_Quoted passage_:

********************

Re: Emoji: Public Review December 2008

From: Doug Ewell (
Date: Sat Dec 20 2008 - 23:19:50 CST

Asmus Freytag <asmusf at ix dot netcom dot com> wrote:

> I'm surprised at how much of this discussion appears to be driven by
> prior conviction and how many of the arguments that are being made
> seem to become emotional. Many contributors seem to base their input
> purely on a value judgment of what they deem appropriate types of
> text.

My input has been based on:

(a) where the WG2 "Principles and Procedures" document (N3452) says the
line should be drawn,

(b) where the Unicode Consortium and WG2 have drawn the line for the
past 15 years, and

(c) what the most respected authorities within UTC, including Asmus,
have said for the past 10-plus years about where the line should be

> Architecturally, Unicode is designed to address plain text. Over time,
> the shared understanding of what is plain text has evolved - starting
> initially from the type of plain text seen in plain text environment
> such as old-style e-mail, for example, and later being expanded to
> encompass codes for the underlying text entities in markup languages,
> even if they aren't fully usable outside of such protocols. The sets
> of symbols for musical and mathematical notation contain quite a
> number of characters that are only fully functional when used with a
> full music composition system or mathematical layout (such as MathML).

********************

_Records from a point-labeling set_:
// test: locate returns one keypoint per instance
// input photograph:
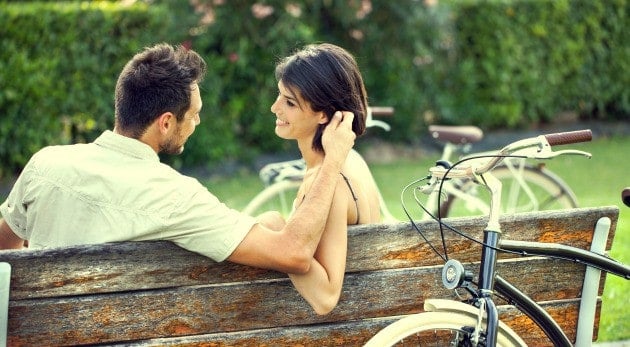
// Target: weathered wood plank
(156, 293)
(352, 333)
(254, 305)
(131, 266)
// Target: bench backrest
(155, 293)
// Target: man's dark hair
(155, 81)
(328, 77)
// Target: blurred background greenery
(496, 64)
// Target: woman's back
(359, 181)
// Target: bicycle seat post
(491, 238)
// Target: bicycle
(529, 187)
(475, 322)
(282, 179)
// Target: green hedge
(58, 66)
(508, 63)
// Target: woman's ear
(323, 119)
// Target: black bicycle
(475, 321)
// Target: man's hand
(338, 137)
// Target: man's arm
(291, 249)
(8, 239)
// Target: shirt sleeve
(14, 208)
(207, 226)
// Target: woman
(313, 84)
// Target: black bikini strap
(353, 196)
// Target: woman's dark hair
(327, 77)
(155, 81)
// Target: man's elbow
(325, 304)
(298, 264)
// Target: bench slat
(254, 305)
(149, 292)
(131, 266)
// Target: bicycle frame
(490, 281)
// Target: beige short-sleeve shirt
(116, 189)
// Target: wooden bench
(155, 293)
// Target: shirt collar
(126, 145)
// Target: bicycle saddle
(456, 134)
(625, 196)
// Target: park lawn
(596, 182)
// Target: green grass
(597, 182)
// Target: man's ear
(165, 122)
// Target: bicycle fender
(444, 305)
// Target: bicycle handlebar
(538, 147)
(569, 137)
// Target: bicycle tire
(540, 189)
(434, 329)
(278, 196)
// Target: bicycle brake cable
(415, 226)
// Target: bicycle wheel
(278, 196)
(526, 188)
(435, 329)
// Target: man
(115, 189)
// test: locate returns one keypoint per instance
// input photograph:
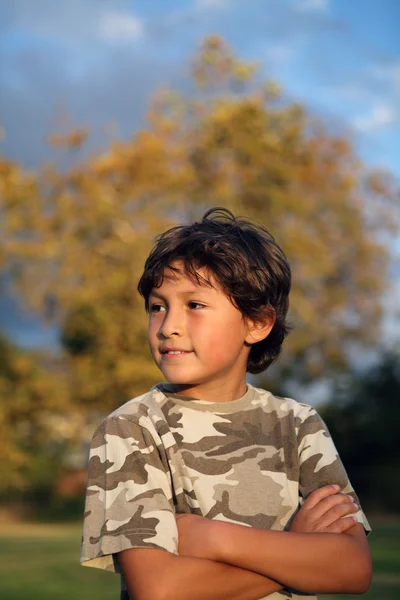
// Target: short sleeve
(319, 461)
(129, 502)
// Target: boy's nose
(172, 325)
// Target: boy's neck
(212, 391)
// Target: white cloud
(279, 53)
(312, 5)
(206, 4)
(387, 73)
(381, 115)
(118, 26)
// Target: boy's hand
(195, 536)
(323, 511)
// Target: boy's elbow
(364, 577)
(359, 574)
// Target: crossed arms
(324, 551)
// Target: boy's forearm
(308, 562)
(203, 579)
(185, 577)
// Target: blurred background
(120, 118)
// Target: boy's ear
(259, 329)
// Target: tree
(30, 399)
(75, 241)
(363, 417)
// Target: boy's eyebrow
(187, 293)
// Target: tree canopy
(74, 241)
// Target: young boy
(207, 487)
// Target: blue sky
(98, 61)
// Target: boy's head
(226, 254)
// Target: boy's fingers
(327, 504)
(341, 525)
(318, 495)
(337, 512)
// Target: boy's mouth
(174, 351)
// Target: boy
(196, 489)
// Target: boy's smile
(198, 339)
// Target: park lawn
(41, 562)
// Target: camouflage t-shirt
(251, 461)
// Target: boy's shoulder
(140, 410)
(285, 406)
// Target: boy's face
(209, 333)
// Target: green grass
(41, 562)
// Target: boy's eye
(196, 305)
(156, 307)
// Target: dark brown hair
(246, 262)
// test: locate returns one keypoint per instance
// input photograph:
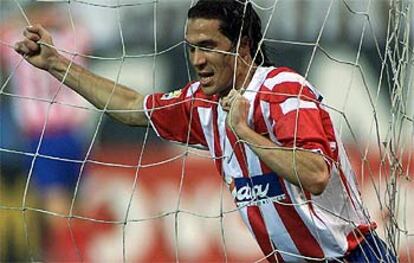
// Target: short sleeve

********************

_Exercise requirements_:
- 1) Retype the Emoji review message word for word, beginning at the words "(c) what the" and stopping after "(such as MathML).".
- 2) Write a continuation of the Emoji review message that picks up after its final sentence.

_Results for each task_:
- 1)
(c) what the most respected authorities within UTC, including Asmus,
have said for the past 10-plus years about where the line should be

> Architecturally, Unicode is designed to address plain text. Over time,
> the shared understanding of what is plain text has evolved - starting
> initially from the type of plain text seen in plain text environment
> such as old-style e-mail, for example, and later being expanded to
> encompass codes for the underlying text entities in markup languages,
> even if they aren't fully usable outside of such protocols. The sets
> of symbols for musical and mathematical notation contain quite a
> number of characters that are only fully functional when used with a
> full music composition system or mathematical layout (such as MathML).

- 2)
BLOOD TYPE A and ROASTED SWEET POTATO and POOP fit into the modern
shared understanding of what is plain text.

I grant that there are many symbols in this collection that are
communicative in nature, and would fit comfortably within Unicode.
There are many others that are not, and would not. The decision to
encode the entire set, the inappropriate ones as well as the
appropriate, appears from here to have been based on the clout and
prestige of the requesters, not the appropriateness of the symbols.

> That emoji act functionally like plain text elements the way that they
> fit into the architecture of numerous existing implementations and
> that they are interchanged - about these facts there can be no
> reasonable disagreement.

Japanese cell-phone vendors are using these symbols as plain text
characters. About this fact, there can be no reasonable disagreement.
As to whether a symbol like ROASTED SWEET POTATO carries any
communicative value, beyond being a picture of a roasted sweet potato,
there can be plenty of disagreement.

N3452 specifically mentions "pictures of cows" and "stop sign" as
examples of symbols that should not be encoded. Naturally it is a bit
of a surprise to see so much official and expert support behind the
encoding of COW and TRAFFIC LIGHT.

> Pretending otherwise does not speak from the observable facts, but
> rather appears based on prior convictions and value judgments of a
> sort, which, I believe, have no place in the development the Unicode
> Standard.

This statement is highly subjective. I'm reading N3452. If that
represents prior convictions and value judgments, then they are not
mine, but those of WG2 -- which is admittedly not UTC. (I suppose it
would be interesting to know what the official WG2 position is on emoji,
and how WG2 reconciles support for emoji with support for N3452.)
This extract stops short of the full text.